EXTRACT TO READ:
────────────────
Rough Trade by Dominique Manotti is a fantastic euro crime thriller that hits the mark on all levels. There are no wasted words no paragraphs to pad out the story, like a surgeon with a scalpel she is incisive with her story telling and gets right down to business. Written in 1995 about the seedy underworld immigrant Paris of the early 1980s this has all the grit you would expect.

Superintendent Daquin is head of the Drugs Squad and is based in the 10th arrondissement for the duration of his investigations. This is the area of Le Sentier where there are many clothing workshops owned and worked in by Turks mostly illegal workers. They have their own action committee campaigning to get the legal work papers which also lead to various clashes.

Daquin and his squad have been called out to a murder where a young Thai prostitute has been found along with a quantity of drugs. The work room where the dead body has been found was a clothing workshop but all the workers and machines had been spirited away.

While investigating the murder of the Thai prostitute and the Turkish drugs connections Daquin discovers a world of intrigue police corruption and some of the targets protected at the highest levels. This does not put Daquin off the scent but makes him more determined to find the truth and at the same time root out the corruption.

There is a stark bleakness that pervades throughout Rough Trade, the mixture of illegal workers, where death is cheap and drugs a plenty. Where the Turks are fighting the battles of their homeland on French soil where the extreme right and left face each other off. Where police investigations can be interfered with by a protective establishment and still somehow manage to get the job done in spite of those higher up the food chain.

Through the excellent translation from the French this is writing at its best the prose gives off the imagery of a seedy underworld that is so vivid. You can smell the strong coffee and the raki mixed with the smell of Gauloises, you can hear the sewing machines and the clatter of small workrooms and the sounds on the streets.

This may be a short crime thriller but it hits the mark and is so enjoyable and through the skill of the writing you feel at the heart of the book and the investigation. This is a wonderful example of Euro-Crime at its best. ( )
  atticusfinch1048 | Sep 8, 2014 |
The Paris police force as portrayed by Dominique Manotti in her debut novel Rough Trade is the most corrupt force I've encountered in a lifetime of detective novels including James Ellroy's hard-hitting early Los Angelos novels. Need to questions a prostitute--be sure to make free use of her skills first. Someone refusing to give you the information you want-- beat them until they do. If you're a Paris police detective, your authority is your ticket to get whatever you want from anyone who comes into contact with the law, especially anyone in the country illegally.
────────────────
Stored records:
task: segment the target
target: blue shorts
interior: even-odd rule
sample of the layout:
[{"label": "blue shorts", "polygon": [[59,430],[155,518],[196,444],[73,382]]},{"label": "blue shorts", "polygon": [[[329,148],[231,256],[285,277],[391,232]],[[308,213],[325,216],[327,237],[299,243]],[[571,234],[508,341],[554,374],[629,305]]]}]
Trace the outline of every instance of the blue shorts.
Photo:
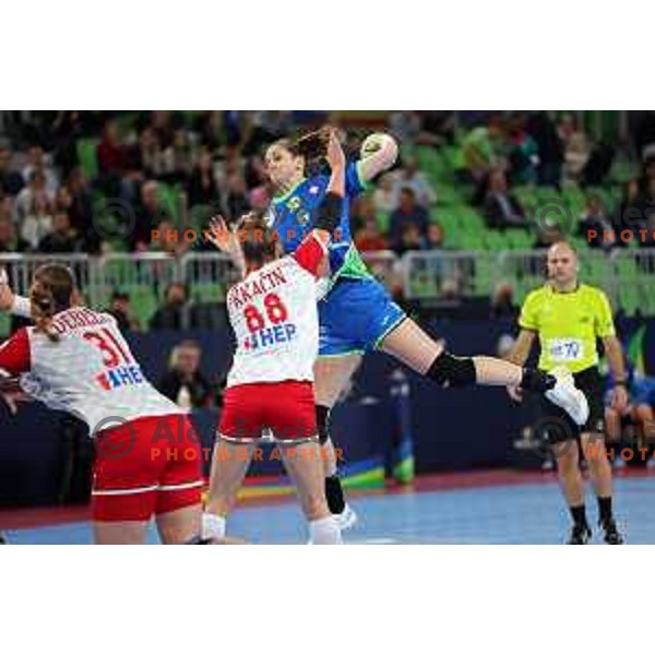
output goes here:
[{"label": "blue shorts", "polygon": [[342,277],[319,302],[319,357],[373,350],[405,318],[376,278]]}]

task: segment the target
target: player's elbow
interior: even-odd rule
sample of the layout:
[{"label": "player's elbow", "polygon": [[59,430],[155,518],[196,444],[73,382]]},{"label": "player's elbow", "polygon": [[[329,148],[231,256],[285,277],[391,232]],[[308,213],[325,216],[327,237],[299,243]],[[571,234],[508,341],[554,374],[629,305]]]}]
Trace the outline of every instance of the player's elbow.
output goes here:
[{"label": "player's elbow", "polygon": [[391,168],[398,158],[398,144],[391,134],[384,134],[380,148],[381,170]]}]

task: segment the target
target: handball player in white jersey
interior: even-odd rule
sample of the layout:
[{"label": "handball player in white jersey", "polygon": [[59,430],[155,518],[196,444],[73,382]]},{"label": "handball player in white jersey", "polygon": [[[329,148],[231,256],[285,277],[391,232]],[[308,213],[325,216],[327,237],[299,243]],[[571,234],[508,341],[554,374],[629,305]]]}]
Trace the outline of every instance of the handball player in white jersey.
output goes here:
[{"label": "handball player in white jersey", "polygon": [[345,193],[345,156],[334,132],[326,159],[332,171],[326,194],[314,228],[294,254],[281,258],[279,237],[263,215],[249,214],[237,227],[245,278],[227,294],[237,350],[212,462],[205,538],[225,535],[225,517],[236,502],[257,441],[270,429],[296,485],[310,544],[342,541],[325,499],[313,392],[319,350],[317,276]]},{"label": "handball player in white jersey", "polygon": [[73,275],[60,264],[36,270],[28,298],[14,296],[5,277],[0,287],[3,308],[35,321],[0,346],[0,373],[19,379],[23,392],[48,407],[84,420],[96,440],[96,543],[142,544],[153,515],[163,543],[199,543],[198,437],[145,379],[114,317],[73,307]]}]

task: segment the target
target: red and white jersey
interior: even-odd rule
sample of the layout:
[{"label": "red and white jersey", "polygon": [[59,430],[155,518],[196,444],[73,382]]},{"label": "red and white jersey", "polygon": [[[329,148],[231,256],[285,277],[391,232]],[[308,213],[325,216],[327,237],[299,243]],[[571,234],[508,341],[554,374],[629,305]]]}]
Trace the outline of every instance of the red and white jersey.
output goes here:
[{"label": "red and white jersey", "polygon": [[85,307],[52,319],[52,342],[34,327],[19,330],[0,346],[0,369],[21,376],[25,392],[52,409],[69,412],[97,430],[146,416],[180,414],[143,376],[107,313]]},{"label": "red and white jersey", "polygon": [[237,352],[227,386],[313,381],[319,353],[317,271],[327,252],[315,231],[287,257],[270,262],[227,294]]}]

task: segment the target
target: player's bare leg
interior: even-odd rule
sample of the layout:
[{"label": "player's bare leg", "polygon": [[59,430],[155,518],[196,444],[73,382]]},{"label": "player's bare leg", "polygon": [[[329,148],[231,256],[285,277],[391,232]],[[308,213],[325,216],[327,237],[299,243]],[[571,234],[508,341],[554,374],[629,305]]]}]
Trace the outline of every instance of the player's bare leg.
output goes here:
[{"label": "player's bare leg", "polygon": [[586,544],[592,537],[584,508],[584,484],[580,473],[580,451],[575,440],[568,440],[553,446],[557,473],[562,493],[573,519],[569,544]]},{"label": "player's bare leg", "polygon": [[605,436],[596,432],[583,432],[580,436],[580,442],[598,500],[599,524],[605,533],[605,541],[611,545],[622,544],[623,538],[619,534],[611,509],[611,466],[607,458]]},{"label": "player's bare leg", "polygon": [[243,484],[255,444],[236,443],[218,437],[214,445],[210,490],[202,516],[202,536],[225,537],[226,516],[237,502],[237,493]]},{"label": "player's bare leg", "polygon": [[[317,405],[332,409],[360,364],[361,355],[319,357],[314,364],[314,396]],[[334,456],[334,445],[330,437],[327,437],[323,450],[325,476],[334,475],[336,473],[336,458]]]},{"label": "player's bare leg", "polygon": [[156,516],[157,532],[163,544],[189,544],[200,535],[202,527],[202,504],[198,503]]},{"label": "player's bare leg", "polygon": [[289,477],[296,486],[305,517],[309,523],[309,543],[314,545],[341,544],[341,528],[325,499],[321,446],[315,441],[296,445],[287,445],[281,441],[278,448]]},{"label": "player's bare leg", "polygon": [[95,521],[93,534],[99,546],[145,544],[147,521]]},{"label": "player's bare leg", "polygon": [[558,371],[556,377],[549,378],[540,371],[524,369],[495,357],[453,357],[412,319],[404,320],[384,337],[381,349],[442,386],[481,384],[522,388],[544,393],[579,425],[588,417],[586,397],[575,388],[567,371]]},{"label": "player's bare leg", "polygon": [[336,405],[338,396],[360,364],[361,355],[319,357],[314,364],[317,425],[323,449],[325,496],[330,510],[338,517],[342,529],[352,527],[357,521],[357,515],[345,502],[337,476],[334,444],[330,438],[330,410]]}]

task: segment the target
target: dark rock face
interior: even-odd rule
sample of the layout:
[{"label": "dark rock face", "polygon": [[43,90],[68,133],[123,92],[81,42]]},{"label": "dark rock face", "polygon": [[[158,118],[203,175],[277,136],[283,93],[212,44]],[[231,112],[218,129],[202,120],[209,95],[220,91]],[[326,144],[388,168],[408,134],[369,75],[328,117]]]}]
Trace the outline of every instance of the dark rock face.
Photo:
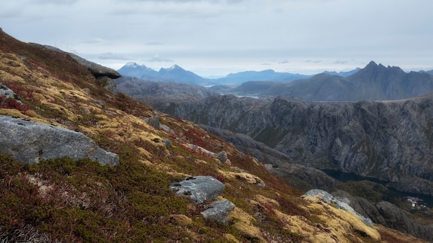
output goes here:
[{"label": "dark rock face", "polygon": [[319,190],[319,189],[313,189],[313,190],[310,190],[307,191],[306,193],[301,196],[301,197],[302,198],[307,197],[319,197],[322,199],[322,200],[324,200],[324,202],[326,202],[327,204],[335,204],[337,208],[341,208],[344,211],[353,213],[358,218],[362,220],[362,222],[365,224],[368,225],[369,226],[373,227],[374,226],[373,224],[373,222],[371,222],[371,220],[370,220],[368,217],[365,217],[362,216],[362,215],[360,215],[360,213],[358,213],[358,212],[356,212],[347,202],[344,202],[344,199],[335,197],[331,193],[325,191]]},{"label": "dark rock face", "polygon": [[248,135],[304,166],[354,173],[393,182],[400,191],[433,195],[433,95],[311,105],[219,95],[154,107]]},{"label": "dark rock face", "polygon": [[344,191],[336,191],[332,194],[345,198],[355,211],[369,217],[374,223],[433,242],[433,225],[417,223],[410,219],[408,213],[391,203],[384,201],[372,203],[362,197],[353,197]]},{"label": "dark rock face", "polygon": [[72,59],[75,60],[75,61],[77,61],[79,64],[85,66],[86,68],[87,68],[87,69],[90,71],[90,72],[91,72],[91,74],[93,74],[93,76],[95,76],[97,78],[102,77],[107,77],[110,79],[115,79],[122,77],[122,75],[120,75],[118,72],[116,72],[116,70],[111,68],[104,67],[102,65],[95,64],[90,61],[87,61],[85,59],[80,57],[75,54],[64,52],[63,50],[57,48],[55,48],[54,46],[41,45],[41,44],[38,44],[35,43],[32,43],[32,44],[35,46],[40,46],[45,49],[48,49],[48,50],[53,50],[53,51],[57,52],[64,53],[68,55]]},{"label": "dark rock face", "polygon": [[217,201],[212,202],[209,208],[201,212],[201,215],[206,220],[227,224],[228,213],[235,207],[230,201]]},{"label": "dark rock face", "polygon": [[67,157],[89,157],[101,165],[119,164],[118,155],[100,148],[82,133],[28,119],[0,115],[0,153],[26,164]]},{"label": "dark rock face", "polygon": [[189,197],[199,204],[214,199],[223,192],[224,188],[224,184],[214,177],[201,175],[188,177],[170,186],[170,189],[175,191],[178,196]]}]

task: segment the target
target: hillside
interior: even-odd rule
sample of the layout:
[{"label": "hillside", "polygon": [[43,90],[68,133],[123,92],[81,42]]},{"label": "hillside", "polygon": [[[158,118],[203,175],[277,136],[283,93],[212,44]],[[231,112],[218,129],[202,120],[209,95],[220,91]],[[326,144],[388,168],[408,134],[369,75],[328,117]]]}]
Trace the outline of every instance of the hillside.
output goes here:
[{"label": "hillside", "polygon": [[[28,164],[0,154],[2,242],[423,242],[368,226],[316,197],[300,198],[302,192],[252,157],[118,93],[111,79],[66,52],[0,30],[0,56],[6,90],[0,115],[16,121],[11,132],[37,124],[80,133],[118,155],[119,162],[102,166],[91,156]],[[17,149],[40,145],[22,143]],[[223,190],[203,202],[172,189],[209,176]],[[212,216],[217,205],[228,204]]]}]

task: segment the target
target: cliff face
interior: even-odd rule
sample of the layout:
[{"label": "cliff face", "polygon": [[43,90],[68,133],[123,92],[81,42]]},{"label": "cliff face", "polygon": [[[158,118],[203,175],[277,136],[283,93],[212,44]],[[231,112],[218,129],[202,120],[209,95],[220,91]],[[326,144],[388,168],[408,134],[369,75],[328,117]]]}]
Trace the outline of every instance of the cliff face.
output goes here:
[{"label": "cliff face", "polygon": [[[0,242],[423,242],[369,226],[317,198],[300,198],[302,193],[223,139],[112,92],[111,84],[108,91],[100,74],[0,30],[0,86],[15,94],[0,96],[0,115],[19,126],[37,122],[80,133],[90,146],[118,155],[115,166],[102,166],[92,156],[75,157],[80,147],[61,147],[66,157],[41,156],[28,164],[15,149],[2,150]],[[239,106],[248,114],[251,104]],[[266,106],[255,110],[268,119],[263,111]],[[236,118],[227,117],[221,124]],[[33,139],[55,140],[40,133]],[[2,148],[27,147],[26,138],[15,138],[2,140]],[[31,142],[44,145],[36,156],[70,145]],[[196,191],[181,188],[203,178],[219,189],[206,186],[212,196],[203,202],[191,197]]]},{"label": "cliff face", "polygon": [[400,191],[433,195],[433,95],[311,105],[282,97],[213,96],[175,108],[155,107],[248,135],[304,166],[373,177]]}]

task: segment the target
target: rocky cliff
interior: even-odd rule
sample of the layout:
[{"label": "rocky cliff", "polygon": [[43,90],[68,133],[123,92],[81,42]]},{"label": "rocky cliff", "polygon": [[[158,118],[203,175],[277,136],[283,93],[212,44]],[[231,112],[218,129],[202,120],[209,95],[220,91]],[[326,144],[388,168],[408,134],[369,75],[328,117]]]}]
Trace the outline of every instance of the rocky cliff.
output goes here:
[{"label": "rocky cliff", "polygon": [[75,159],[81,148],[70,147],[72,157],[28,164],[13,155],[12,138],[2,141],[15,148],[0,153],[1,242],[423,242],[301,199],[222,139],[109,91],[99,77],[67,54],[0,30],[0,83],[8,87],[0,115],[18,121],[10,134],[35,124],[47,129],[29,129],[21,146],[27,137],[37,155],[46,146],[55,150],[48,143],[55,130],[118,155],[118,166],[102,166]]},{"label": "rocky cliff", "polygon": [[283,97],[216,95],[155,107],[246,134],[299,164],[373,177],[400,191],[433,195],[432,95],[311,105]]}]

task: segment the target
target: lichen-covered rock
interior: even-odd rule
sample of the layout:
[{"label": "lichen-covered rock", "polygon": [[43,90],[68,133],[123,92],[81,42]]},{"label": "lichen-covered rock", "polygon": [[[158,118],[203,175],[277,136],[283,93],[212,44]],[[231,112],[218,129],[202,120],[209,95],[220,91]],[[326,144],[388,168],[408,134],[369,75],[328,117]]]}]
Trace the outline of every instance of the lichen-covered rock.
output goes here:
────────────────
WORK REQUEST:
Answer these questions from the Rough Trade review:
1. In what year was Rough Trade written?
2. Which squad does Superintendent Daquin head?
3. What was found along with the body of the young Thai prostitute?

RESPONSE TO THIS EXERCISE:
1. 1995
2. The Drugs Squad
3. A quantity of drugs